## What the task requires
Reproduce the article on the International Swaminarayan Satsang Mandal below word for word, in full.

## Excerpted text
● ● ● ● ●
= International Swaminarayan Satsang Mandal =

Hindu organisation

The International Swaminarayan Satsang Mandal (ISSM) is a religious organisation of the Hindu faith based in USA. It comes under the Laxmi Narayan Dev Gadi of the Shree Swaminarayan Sampraday. The organisation has temples and centres in various parts of the country as well as a temple in Chicago, Illinois (America).

"International Swaminarayan Satsang Mandal" is a federally registered trade mark of ISSO of Chicago, Inc. in the USA. Currently, ISSM has been Associated with SS-AUSM, SS-AUSM still remains with Shri Swaminarayan Mandir, Chicago (Wheeling). LNDYM Youth wing has been established under SS-AUSM in order to spread the Swaminarayan Sampraday.

==Temples==

ISSM originally had six temples under it, all of them being named Vadtal Dham after Vadtal in India, where the headquarters of the parent organisation is located. The temple in Grand Prairie is an exception, being named Gadhpur Dham after the Swaminarayan temple in Gadhada.

- Grand Prairie: Opened on 4 July 1991, when the image of Swaminarayan in the form of Ghanshyam was installed by present Acharya Shree Ajendraprasad Pande of the Vadtal Gadi.
● ● ● ● ●
## Pointing and labeling entries
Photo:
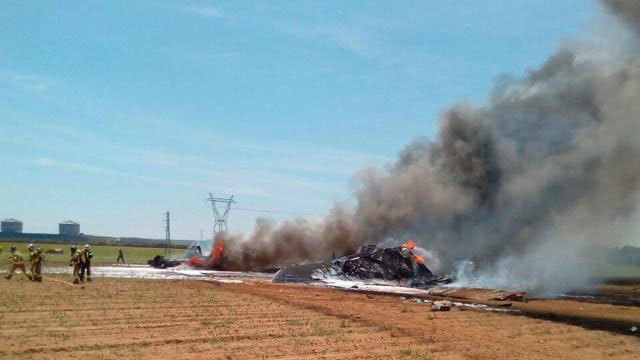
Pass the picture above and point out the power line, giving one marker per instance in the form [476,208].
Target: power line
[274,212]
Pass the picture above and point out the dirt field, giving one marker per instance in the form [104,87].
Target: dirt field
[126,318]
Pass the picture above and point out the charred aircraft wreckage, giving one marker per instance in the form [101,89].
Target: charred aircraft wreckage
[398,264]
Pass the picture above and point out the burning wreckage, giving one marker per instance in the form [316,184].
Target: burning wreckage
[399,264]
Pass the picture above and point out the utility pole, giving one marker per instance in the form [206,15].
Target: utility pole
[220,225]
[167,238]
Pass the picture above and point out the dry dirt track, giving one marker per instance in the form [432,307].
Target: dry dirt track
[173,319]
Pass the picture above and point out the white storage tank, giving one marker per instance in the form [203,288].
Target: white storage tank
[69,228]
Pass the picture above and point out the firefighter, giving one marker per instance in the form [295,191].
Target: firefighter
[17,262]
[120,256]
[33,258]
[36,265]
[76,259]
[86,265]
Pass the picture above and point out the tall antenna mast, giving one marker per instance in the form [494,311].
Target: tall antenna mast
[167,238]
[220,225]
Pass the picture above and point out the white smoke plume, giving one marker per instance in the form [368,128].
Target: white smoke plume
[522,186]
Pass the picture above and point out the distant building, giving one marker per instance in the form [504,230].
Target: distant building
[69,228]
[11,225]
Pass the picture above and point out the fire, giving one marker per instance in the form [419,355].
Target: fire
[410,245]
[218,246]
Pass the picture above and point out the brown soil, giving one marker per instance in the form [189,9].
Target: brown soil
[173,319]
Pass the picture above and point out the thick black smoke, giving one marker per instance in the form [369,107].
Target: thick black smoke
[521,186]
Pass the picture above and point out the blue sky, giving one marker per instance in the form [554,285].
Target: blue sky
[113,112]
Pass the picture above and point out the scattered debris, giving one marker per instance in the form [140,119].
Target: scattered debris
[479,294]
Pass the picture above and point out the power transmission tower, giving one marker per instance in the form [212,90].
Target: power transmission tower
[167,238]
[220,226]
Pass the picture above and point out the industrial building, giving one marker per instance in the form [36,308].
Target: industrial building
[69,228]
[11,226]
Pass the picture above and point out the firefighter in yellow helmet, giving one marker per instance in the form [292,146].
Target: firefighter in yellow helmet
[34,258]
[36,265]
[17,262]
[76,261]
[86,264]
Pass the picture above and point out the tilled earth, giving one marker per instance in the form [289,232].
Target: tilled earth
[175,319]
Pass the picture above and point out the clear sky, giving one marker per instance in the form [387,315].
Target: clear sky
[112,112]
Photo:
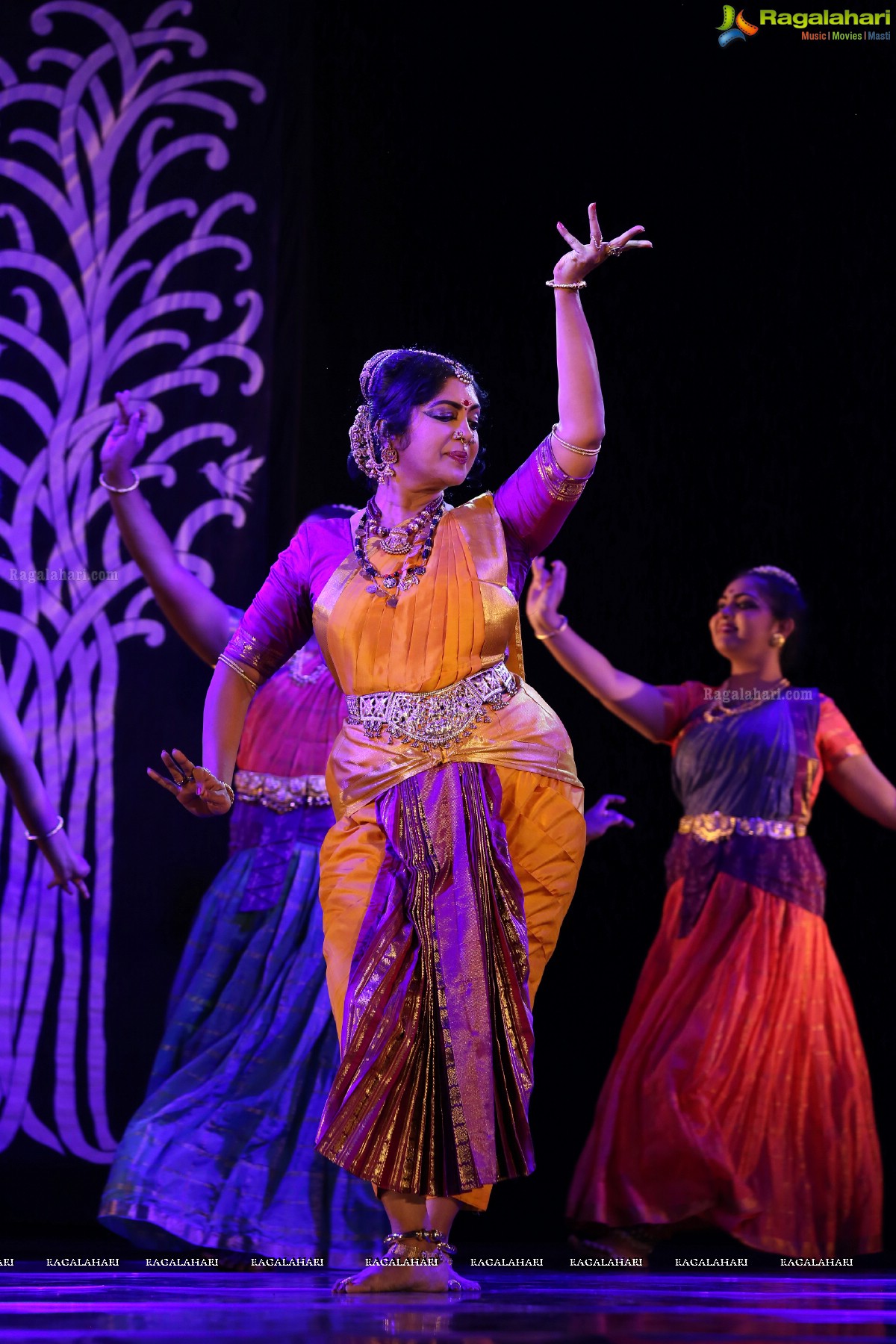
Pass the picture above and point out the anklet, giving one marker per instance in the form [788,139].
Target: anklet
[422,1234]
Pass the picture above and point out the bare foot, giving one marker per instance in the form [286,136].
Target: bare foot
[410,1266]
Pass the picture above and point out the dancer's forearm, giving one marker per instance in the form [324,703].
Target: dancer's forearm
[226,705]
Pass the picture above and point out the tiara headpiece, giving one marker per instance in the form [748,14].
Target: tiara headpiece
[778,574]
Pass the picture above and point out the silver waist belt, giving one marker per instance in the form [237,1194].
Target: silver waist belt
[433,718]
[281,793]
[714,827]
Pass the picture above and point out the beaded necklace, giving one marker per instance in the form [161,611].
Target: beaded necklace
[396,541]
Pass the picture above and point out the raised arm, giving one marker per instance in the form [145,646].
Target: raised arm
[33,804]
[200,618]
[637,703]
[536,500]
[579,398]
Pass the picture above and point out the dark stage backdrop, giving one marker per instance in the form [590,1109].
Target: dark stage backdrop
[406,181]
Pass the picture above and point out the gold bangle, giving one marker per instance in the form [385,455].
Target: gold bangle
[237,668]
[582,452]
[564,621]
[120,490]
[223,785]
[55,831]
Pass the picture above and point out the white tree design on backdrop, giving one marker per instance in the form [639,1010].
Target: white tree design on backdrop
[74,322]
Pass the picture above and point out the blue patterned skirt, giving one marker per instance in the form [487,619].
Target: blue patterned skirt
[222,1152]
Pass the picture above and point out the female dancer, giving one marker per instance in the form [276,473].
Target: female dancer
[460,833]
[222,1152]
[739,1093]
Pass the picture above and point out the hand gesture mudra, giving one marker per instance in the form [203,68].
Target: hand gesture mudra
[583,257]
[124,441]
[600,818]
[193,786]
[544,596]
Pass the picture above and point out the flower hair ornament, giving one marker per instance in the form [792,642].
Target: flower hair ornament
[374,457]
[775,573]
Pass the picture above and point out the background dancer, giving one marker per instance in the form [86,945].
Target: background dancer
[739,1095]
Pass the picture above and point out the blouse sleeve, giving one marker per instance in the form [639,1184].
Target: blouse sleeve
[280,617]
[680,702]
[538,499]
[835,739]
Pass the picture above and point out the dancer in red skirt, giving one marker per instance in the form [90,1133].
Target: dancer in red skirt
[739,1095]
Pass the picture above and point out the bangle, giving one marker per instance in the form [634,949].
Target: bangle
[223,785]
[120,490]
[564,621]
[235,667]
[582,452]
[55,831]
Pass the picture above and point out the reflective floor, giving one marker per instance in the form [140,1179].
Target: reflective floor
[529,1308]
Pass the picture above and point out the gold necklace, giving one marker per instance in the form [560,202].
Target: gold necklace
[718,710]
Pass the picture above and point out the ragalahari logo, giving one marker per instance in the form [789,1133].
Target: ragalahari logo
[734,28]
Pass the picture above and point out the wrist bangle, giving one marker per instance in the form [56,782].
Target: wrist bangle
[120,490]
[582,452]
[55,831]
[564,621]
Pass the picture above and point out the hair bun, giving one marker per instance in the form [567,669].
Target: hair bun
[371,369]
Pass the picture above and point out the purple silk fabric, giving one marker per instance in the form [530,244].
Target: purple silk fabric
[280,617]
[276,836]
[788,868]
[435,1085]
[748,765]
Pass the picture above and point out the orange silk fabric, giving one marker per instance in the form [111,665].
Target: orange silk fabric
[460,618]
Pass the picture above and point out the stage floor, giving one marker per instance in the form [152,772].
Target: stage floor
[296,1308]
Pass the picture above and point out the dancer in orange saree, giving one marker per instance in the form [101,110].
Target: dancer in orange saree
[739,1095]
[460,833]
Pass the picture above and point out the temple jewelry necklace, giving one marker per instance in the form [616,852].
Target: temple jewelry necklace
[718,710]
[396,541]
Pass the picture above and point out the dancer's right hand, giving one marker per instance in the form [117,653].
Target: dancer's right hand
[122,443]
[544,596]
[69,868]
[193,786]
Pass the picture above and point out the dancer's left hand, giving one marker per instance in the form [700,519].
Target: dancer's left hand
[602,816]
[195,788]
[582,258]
● ● ● ● ●
## Finished exercise
= International Swaminarayan Satsang Mandal =

Hindu organisation

The International Swaminarayan Satsang Mandal (ISSM) is a religious organisation of the Hindu faith based in USA. It comes under the Laxmi Narayan Dev Gadi of the Shree Swaminarayan Sampraday. The organisation has temples and centres in various parts of the country as well as a temple in Chicago, Illinois (America).

"International Swaminarayan Satsang Mandal" is a federally registered trade mark of ISSO of Chicago, Inc. in the USA. Currently, ISSM has been Associated with SS-AUSM, SS-AUSM still remains with Shri Swaminarayan Mandir, Chicago (Wheeling). LNDYM Youth wing has been established under SS-AUSM in order to spread the Swaminarayan Sampraday.

==Temples==

ISSM originally had six temples under it, all of them being named Vadtal Dham after Vadtal in India, where the headquarters of the parent organisation is located. The temple in Grand Prairie is an exception, being named Gadhpur Dham after the Swaminarayan temple in Gadhada.

- Grand Prairie: Opened on 4 July 1991, when the image of Swaminarayan in the form of Ghanshyam was installed by present Acharya Shree Ajendraprasad Pande of the Vadtal Gadi.